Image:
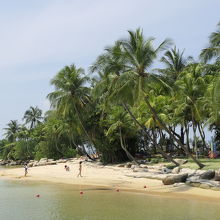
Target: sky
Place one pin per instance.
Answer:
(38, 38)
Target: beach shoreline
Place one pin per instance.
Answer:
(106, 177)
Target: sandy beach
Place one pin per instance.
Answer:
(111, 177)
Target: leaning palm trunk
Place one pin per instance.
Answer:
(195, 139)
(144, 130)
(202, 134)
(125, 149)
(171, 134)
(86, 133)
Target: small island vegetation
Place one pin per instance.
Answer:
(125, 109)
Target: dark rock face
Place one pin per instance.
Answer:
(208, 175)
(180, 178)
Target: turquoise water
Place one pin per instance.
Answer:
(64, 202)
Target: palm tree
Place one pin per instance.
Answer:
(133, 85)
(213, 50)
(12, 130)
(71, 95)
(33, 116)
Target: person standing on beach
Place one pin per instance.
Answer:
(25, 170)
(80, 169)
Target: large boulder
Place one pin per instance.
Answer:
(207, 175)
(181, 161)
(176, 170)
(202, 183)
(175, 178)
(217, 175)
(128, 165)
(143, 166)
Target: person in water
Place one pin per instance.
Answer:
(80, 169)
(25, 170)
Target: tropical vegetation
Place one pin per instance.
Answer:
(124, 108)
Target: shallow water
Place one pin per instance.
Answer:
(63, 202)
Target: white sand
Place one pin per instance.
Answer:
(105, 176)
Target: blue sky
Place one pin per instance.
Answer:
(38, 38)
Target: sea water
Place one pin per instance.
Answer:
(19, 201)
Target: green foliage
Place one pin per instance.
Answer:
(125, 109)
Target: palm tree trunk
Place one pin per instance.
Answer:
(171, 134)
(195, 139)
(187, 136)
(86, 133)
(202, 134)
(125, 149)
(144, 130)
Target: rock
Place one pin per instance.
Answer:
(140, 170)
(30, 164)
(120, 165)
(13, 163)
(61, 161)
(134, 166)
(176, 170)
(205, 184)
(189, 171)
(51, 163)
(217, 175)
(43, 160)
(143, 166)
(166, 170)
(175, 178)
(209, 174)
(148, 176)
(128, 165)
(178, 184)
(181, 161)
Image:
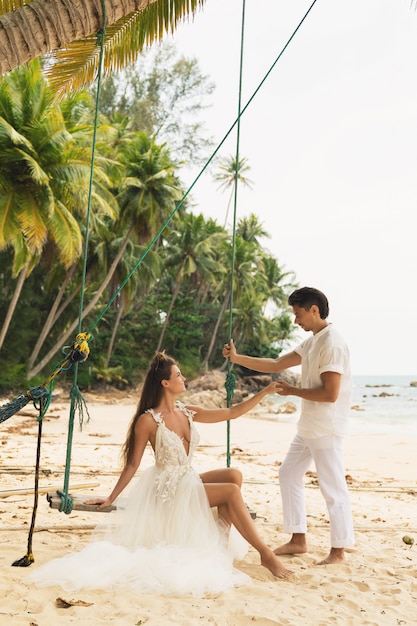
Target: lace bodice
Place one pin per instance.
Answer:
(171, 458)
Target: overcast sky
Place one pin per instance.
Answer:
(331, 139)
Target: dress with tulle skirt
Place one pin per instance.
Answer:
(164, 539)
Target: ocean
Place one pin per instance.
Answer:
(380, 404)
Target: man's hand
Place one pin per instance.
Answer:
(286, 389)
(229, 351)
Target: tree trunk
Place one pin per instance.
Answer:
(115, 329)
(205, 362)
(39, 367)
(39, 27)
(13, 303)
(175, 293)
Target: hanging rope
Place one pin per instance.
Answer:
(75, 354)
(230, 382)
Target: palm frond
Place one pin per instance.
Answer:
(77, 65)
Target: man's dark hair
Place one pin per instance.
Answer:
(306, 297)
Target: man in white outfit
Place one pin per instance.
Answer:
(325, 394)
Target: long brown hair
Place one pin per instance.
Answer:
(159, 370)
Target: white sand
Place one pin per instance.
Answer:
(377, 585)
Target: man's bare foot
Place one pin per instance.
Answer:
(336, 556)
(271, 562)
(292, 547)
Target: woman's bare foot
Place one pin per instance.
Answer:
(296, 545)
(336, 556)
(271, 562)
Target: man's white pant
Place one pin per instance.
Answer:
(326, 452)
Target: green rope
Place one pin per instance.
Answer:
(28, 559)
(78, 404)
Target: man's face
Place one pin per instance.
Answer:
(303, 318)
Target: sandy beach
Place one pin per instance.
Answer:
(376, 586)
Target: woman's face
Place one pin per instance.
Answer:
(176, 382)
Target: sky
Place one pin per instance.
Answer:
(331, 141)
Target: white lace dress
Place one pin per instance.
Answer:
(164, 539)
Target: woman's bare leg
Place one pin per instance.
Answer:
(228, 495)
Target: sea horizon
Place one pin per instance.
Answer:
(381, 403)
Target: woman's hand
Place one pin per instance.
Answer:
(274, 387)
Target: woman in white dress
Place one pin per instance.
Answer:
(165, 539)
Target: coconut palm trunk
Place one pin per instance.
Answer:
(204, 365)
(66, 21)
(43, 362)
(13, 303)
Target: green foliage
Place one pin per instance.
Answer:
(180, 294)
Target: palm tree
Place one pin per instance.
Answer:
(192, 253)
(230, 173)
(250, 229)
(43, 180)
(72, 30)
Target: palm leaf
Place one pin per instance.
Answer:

○ ○ ○ ○ ○ ○ ○

TASK INSTRUCTIONS:
Copy out each line of the listing that holds the word "vegetation".

EXERCISE ANSWER:
Target: small island vegetation
Target: tropical vegetation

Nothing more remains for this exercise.